-- start Records for this task --
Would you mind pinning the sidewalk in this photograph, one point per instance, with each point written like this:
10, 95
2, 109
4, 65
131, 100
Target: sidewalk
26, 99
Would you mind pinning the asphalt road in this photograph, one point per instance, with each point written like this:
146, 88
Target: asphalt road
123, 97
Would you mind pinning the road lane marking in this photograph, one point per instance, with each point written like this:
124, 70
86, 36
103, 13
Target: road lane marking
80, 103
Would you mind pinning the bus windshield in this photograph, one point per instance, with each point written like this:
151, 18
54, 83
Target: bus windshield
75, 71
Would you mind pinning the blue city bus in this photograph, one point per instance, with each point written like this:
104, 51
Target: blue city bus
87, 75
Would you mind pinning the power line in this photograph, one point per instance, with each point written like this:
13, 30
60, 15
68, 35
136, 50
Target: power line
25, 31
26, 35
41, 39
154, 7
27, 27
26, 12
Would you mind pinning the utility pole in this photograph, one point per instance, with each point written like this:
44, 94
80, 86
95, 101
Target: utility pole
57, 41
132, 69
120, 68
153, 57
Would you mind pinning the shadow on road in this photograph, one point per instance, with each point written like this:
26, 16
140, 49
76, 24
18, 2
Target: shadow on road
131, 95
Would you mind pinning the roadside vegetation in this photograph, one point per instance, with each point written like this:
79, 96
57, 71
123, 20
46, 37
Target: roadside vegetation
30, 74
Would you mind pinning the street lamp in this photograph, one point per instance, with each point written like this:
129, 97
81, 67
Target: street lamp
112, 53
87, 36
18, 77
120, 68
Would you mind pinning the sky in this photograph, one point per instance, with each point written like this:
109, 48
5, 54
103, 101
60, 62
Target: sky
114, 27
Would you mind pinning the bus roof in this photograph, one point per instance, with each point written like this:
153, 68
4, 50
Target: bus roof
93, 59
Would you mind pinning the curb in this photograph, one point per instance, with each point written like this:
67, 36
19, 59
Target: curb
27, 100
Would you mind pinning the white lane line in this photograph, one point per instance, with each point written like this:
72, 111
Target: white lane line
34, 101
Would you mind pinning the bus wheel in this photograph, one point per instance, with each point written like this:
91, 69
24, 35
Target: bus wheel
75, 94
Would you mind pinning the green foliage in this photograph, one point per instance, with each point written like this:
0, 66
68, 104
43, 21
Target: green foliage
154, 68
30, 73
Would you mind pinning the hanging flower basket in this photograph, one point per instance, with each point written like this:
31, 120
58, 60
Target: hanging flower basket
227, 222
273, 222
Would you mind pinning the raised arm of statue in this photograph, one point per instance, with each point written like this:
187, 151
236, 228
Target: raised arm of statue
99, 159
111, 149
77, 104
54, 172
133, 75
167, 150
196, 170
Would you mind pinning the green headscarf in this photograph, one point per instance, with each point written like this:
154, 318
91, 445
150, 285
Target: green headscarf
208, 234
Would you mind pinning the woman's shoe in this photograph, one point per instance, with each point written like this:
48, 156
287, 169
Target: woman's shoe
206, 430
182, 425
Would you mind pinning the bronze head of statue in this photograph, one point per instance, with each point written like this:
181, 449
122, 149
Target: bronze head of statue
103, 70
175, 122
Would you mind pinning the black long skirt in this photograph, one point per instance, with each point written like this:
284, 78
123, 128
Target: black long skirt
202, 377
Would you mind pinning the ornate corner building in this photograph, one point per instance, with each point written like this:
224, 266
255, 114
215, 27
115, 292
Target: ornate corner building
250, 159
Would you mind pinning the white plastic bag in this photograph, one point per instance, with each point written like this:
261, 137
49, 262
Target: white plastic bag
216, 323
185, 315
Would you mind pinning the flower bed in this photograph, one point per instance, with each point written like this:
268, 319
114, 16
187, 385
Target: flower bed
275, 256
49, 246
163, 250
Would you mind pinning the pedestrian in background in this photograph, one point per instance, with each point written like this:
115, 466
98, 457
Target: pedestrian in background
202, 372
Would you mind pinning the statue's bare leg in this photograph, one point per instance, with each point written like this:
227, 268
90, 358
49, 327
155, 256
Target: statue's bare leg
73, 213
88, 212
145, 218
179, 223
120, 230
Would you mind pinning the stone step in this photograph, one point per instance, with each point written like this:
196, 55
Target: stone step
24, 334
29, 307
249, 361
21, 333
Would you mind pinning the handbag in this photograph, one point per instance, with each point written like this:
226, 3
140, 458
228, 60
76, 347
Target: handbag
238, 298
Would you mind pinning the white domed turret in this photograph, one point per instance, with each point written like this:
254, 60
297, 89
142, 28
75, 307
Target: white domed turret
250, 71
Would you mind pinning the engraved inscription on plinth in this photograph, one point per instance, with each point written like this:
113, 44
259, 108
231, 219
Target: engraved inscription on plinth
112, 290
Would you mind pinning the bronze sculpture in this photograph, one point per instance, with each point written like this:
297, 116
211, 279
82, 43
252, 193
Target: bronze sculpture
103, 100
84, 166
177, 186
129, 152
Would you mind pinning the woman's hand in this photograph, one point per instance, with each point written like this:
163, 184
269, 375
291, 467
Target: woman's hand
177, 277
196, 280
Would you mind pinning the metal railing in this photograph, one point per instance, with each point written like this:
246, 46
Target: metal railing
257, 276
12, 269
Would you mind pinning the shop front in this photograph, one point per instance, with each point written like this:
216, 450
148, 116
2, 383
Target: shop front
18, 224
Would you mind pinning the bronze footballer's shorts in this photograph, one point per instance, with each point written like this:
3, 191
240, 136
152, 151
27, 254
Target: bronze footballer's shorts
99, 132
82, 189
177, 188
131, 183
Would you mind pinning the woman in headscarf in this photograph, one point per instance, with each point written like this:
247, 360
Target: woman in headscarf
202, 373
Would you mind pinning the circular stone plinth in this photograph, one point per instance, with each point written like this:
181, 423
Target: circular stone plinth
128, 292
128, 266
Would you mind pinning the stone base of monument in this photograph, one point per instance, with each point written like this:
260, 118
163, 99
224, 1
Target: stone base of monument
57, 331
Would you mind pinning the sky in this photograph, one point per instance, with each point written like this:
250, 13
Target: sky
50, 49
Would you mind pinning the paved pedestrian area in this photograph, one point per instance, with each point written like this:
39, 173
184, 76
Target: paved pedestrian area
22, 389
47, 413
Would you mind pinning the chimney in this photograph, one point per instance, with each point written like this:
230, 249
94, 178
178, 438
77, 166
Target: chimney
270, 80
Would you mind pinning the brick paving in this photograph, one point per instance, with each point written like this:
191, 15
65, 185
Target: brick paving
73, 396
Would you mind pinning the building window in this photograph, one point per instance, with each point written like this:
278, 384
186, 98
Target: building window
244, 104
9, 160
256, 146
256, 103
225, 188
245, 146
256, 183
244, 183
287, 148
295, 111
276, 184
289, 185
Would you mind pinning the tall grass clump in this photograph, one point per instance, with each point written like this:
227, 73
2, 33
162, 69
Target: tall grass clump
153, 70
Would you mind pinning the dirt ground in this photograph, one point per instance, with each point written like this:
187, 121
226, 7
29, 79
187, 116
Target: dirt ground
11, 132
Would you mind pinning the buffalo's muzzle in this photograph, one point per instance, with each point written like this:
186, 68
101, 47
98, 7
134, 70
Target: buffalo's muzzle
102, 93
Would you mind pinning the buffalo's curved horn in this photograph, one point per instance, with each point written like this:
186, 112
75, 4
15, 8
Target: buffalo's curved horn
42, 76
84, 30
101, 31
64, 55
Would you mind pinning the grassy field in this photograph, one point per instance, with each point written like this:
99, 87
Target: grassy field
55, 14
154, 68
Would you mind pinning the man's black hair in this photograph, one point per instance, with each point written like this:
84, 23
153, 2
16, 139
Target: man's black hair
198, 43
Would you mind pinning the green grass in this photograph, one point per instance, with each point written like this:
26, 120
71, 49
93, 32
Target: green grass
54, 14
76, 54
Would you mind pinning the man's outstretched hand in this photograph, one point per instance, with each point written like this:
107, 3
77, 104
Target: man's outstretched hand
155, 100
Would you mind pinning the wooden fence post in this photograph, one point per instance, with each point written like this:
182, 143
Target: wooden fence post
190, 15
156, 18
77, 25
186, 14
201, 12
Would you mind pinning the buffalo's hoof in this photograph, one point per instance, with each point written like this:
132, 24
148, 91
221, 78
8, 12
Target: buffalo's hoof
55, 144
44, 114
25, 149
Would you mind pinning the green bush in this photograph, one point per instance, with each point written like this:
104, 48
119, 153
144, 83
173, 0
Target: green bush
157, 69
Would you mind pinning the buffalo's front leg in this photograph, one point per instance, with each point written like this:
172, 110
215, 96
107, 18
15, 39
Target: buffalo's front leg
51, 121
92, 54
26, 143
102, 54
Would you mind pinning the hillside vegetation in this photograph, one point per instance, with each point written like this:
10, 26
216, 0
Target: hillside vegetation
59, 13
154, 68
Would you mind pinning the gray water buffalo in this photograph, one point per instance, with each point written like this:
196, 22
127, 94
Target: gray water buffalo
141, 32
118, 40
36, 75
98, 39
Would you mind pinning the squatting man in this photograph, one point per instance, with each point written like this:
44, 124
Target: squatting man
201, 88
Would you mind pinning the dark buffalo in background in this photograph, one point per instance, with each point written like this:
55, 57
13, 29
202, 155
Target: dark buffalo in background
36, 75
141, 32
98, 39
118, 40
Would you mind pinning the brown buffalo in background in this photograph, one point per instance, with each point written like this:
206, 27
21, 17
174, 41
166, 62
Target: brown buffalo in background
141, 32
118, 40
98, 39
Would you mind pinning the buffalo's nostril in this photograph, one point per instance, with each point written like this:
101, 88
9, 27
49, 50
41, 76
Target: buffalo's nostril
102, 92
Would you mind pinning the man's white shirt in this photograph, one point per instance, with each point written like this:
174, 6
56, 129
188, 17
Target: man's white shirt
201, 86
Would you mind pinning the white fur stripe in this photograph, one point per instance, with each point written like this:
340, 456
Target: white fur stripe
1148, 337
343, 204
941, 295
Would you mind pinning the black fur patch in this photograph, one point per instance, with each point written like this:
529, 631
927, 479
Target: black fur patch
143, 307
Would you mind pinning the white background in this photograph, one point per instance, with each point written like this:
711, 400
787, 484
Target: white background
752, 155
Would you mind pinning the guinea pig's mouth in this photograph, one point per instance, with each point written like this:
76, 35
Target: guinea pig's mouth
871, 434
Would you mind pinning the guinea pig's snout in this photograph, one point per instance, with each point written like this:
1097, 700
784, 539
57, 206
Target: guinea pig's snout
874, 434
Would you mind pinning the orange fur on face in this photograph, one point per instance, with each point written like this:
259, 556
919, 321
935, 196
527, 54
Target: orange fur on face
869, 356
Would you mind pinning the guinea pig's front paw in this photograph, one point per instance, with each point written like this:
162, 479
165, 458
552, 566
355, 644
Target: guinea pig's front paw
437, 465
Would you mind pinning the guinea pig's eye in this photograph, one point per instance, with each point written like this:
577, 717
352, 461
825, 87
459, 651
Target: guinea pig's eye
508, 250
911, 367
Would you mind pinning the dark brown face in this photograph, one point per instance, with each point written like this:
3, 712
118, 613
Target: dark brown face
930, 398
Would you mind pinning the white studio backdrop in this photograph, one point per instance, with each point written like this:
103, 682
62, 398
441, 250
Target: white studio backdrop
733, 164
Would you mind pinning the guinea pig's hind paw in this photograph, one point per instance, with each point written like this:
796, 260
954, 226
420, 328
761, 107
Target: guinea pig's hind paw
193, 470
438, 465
-- end Records for this task --
◆ Goal ◆
Begin at the line containing "Would you mind pinning the white background" and reproduce each line through the end of the records above.

◆ Solution for this exercise ◆
Would you mind pinning the white background in this photograph, one point per instance, with each point written like this:
711, 400
787, 484
Target: white background
752, 155
Would you mind pinning the guinea pig's mouth in this photograph, one point per instance, with each point written like this:
76, 35
Target: guinea pig's mouth
871, 434
Would you mind pinning the guinea pig's snout in this photograph, one point per instance, with each point written like this:
1097, 700
784, 539
57, 206
Target: guinea pig's snout
874, 434
Would you mind pinning the orange fur on face in this photograph, one point per instance, with each point written like this:
259, 556
919, 321
935, 196
527, 54
Target: orange fur on face
869, 356
Would you mind pinning the guinea pig's front paw in this photograph, one point per instance, with each point written like this:
162, 479
165, 458
552, 566
355, 644
Target: guinea pig's front paw
437, 465
Would you mind pinning the guinea pig's eye in this photograph, one point per instance, with each point written like this:
577, 717
352, 461
825, 87
459, 651
Target: guinea pig's eye
508, 250
911, 367
Would you mind pinning the dark brown face in this photograph, one point per instance, with each point written like this:
3, 712
118, 613
Target: dark brown face
930, 398
Would you mind pinning the white studio backdrop in this photograph, one point per instance, with each point written like this:
103, 682
62, 398
441, 250
Target: white studio backdrop
733, 164
Would you mind pinning the guinea pig's hind paw in this photograph, one point per instance, with each point written like this:
796, 260
954, 226
420, 328
761, 107
Target: guinea pig's hind paw
193, 470
438, 465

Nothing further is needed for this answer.